◆ **TASK**: Reproduce the records below exactly; no pictures.

◆ **GIVEN RECORDS**:
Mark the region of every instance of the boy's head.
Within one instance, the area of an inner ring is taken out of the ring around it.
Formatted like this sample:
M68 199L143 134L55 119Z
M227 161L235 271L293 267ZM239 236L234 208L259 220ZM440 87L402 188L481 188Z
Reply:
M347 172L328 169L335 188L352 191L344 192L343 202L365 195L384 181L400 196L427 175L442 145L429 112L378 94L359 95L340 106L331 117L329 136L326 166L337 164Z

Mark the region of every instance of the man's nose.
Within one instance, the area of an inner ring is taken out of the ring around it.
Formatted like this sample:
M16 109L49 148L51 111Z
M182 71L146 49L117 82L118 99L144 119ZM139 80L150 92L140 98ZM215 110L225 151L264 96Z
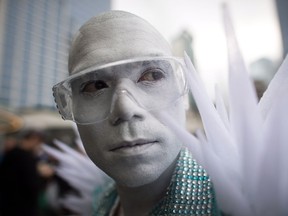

◆ **YOUR RESPONSE**:
Mark the region of every instance of the boy's head.
Within one instance, the area of an inner ring is taken out of the ring around it.
Formatted like this sample:
M68 199L143 134L55 119Z
M227 161L235 271L293 267ZM239 236L234 208L259 220ZM440 87L402 188L481 188Z
Reply:
M347 172L328 169L335 188L352 191L344 192L343 202L365 195L384 181L400 196L427 175L442 145L429 112L378 94L359 95L340 106L331 117L329 136L326 166L337 164Z

Mark the region of every instance of the man's nose.
Within one instance, the area of an inner ring is taken out of the ring around it.
Formatted like this sample:
M16 109L49 148L51 111Z
M182 71L146 49L117 82L118 99L144 119ZM139 80L150 92L140 98ZM215 110L225 151L264 96Z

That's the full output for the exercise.